Excerpts from a point labeling dataset
────

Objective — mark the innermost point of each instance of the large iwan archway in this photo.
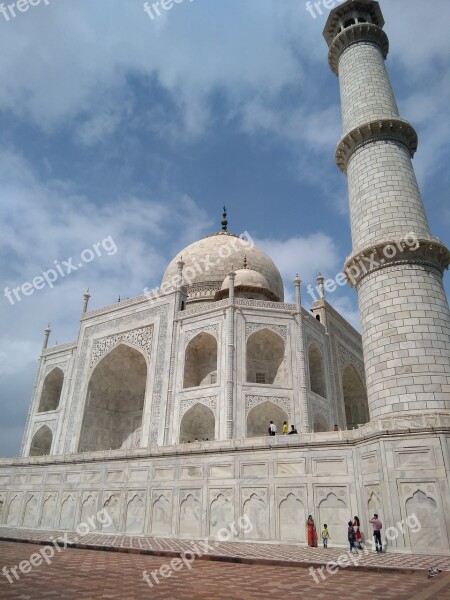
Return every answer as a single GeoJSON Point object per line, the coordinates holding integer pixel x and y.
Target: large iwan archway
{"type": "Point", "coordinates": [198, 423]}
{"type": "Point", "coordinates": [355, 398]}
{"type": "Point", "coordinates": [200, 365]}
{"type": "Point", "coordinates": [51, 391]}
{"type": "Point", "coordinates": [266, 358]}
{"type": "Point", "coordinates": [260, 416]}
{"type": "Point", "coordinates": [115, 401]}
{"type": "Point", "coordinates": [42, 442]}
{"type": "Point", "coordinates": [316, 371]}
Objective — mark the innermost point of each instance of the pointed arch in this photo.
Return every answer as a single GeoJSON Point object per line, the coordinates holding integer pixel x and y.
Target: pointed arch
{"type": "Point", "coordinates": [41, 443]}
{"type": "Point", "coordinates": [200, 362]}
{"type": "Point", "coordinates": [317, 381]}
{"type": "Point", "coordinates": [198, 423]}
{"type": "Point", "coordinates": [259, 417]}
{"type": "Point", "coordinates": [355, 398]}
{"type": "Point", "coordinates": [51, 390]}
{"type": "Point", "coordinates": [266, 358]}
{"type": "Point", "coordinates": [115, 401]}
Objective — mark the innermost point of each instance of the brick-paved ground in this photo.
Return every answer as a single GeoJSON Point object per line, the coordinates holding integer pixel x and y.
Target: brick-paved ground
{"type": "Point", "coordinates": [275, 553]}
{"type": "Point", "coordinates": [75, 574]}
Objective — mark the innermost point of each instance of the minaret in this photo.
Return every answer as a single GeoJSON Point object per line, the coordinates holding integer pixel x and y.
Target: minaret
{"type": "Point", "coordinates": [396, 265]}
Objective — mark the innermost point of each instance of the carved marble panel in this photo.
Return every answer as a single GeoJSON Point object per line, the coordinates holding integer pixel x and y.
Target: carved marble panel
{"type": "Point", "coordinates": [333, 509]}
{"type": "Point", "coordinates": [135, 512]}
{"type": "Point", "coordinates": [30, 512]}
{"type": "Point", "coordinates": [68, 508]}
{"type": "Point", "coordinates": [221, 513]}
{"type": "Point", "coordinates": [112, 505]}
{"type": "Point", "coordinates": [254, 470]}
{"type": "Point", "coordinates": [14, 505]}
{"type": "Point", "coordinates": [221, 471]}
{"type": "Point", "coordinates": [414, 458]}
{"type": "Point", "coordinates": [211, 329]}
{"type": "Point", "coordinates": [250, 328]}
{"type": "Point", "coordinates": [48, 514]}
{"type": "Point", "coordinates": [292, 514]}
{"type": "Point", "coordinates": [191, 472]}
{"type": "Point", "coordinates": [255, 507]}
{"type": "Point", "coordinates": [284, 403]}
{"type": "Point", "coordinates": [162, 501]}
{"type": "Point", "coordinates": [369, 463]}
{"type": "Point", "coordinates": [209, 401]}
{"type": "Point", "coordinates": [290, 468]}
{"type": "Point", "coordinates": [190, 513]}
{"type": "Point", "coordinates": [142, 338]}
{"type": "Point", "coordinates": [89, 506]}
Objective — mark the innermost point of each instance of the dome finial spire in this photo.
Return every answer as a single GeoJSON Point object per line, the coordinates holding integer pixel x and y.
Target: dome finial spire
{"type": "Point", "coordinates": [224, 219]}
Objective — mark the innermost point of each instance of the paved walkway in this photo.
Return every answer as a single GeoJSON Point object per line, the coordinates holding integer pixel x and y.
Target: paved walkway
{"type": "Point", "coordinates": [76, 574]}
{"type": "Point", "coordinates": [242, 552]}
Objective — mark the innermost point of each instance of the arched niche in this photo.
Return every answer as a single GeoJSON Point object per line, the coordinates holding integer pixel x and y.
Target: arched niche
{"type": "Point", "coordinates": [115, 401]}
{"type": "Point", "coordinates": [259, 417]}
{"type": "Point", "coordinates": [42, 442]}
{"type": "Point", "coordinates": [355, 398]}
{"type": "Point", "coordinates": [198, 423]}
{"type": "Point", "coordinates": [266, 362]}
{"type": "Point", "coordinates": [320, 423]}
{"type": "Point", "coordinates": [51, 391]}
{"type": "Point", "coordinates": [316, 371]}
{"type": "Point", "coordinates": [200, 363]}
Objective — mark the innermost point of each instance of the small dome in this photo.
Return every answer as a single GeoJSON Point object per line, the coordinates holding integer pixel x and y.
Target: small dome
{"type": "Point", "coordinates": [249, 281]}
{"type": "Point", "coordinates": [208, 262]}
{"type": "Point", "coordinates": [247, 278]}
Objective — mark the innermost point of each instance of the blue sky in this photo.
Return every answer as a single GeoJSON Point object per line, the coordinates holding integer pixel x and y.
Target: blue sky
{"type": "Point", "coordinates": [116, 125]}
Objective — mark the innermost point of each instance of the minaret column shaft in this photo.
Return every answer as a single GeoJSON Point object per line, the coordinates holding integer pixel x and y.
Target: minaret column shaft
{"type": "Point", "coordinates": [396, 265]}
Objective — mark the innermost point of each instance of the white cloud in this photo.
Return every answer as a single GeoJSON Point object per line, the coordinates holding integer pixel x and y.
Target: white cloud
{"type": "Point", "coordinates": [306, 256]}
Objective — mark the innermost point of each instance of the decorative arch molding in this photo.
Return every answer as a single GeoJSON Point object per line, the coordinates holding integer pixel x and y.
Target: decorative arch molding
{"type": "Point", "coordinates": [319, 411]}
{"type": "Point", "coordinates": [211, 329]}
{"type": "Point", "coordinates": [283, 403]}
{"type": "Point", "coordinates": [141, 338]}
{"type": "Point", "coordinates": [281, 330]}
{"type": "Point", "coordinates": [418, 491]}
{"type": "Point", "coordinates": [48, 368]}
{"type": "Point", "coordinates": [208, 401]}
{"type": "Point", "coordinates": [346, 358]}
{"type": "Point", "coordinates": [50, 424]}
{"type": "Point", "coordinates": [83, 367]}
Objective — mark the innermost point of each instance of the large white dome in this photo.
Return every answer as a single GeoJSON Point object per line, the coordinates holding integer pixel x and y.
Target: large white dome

────

→ **What this task involves**
Extract the lines verbatim, beginning at the line that contains "white dome in this photo." and continuing through the last of the rows.

→ **Finished task**
Objective — mark the innermost point of each instance of the large white dome in this photo.
Return every answer as a single GeoJSON Point object per line, the coordinates holding integer pixel x and y.
Target: large white dome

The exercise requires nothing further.